**Passage to read**
Volume 16 Number 89
                       Produced: Mon Nov 28 23:19:06 1994

Subjects Discussed In This Issue: 

         [Shaul Wallach]
Army Service vs. Haredi Charity
         [Shaul Wallach]
Public service/army
         [Eli Turkel]


From: Shaul Wallach <F66204@...>
Date: Fri, 25 Nov 94 13:01:51 IST
Subject: Army

    Zvi Weiss has brought up a number of points and questions about army
service for yeshiva students. While many of his points have already been
answered in postings that have yet to appear (as of this writing), I
still feel that some of what he has written calls for correction.

    First of all, Zvi believes that I am talking about a "blanket
exemption". I kindly ask Zvi to reread Part 1 of my initial posting,
where I explicitly supported rehabilitating Haredi army units for those
who don't really belong in the yeshivot. All the sources we have
presented deal with genuine Talmidei Hakhamim, so please let there be no
further doubt about this.

    Zvi asks:

>1. From Rav Kook's letter, it was clear that he felt that drafting B'nei
>   Yeshiva would cause Yeshivot to close down.  Is that really the case
>   in Aretz?

    Yes. Rav Shach has said that any change in the status of the
yeshivot would bring them to leave the country. Perhaps it is worth
recalling that the Netzi"v preferred to let Yeshivat Volozhin close down
rather than to introduce secular subjects (something that according to
his nephew R.  Boruch Epstein ZS"L, author of Torah Temima, was the idea
of fellow Jews, as he tells in his book "My Uncle, the Netziv", if I am
not mistaken).

>2. Rav Kook's letter was addressed to a British Government. ...

    Please check this again. To be exact, it was addressed to the Chief
Rabbi Dr. Joseph Hertz ZS"L. As for the treatment given to religious
Jews in the Israeli army, what was true in the days of Ha-Rav Frank ZS"L
unfortunately still seems to be true today.

>3. Rav Kook cites the Sources that referred to drafting Talmeidei Chachamim.
>   Does that refer (as it did in Rav Kook's time) to the small number of boys
>   who [sometimes at great sacrifice] CHOSE to go to Yeshivot when the vast
>   majority of boys around them were not doing so -- or does it refer to a
>   case where virtually EVERY Chareidi boy "automatically" goes to Yeshiva?

**Information shown**
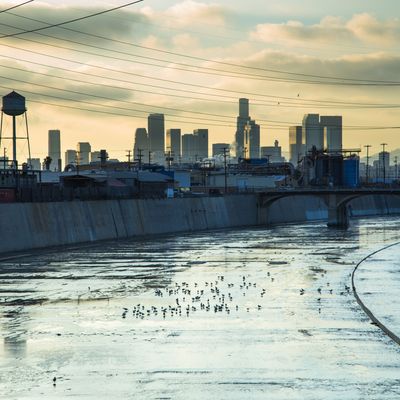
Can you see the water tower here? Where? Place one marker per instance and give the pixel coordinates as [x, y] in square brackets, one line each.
[14, 105]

**Task brief**
Carry on the digest posting about army service for yeshiva students from the point where it stops.

**Written reply**
    I don't see what difference the boy's motivation makes. As long as
he really is learning full time, he is a Talmid Hakham and is entitled
to a deferment. See also Pesahim 50b - "for out of doing it not for its
sake he comes to do it for its sake."

    We have already presented R. Zvi Yehuda's views as reflected in his
talks and letters from his later years. Here I will only repeat that
R. Zvi Yehuda ZS"L felt that the situation in 1948 was exceptional in
that the Yishuv - in Jerusalem, at least - was literally in immediate
danger for its life, and that this required the drafting of everyone who
was able to fight. The situation today is different, as he said, and if
the army itself says it can do without the yeshiva students, there is no
justification for drafting them.

    As for King David's Army, I think Ha-Rav Frank ZS"L answered this
well enough. Precisely because today's army is not composed of righteous
people as it was then is a compelling reason - though not the most basic
one - why Talmidei Hakhamim should avoid it.

    It will indeed be instructive to compare the views of Ha-Rav
Lichtenstein Shelit"a on the Hesder yeshivot to those of Ha-Rav Zvi
Yehuda ZS"L. As for the the letter of Ha-Rav Zevin ZS"L, it was written
in Adar 5708 at the height of the siege of Jerusalem and need no more
apply today than what R. Zvi Yehuda ZS"L wrote at the same time. Also, I
have heard that the letter, which is signed anonymously by "one of the
Rabbanim", was only later on ascribed to him. Perhaps people closer to
this can clarify it for us.

>Finally, I wuold ask Shaul:  how many of the boys who "sit and learn" intend
>to truly make this their life's work?  ...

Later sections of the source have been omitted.